⟨

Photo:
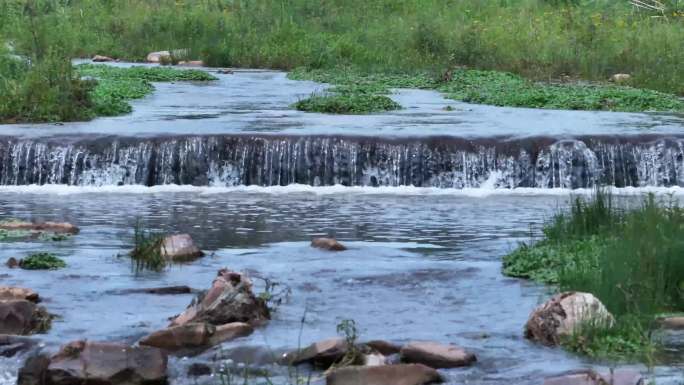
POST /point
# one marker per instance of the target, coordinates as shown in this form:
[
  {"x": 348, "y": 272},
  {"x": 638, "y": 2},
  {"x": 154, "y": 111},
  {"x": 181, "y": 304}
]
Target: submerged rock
[
  {"x": 404, "y": 374},
  {"x": 329, "y": 244},
  {"x": 590, "y": 377},
  {"x": 196, "y": 335},
  {"x": 12, "y": 345},
  {"x": 180, "y": 247},
  {"x": 230, "y": 299},
  {"x": 436, "y": 355},
  {"x": 101, "y": 59},
  {"x": 562, "y": 315},
  {"x": 10, "y": 293},
  {"x": 40, "y": 227},
  {"x": 102, "y": 363},
  {"x": 21, "y": 317},
  {"x": 321, "y": 354}
]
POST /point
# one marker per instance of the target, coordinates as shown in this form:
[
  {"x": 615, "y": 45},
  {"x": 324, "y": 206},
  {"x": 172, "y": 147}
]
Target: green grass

⟩

» **EXERCISE DIRECTIONS**: Give every line of the records above as a JSON list of strings, with one string per line, no blank lines, and the pictures left out.

» **RIGHT ANSWER**:
[
  "Photo:",
  "POST /point",
  "# one marker per instance of the target, coordinates as shown in this form:",
  "[",
  "  {\"x\": 348, \"y\": 272},",
  "  {\"x\": 638, \"y\": 2},",
  "  {\"x\": 154, \"y\": 111},",
  "  {\"x\": 181, \"y\": 304}",
  "]",
  "Target: submerged rock",
  "[",
  "  {\"x\": 404, \"y\": 374},",
  "  {\"x\": 329, \"y\": 244},",
  "  {\"x\": 590, \"y\": 377},",
  "  {\"x\": 196, \"y\": 335},",
  "  {\"x\": 12, \"y\": 345},",
  "  {\"x\": 180, \"y\": 247},",
  "  {\"x\": 230, \"y\": 299},",
  "  {\"x\": 436, \"y\": 355},",
  "  {\"x\": 101, \"y\": 59},",
  "  {\"x\": 562, \"y\": 315},",
  "  {\"x\": 10, \"y\": 293},",
  "  {\"x\": 40, \"y\": 227},",
  "  {\"x\": 102, \"y\": 363},",
  "  {\"x\": 21, \"y\": 317},",
  "  {\"x\": 321, \"y\": 354}",
  "]",
  "POST /point",
  "# one marker per instance of the target, coordinates as shown in this form:",
  "[",
  "  {\"x\": 615, \"y\": 45},",
  "  {\"x\": 324, \"y\": 206},",
  "  {\"x\": 172, \"y\": 147}",
  "]",
  "Target: green grass"
]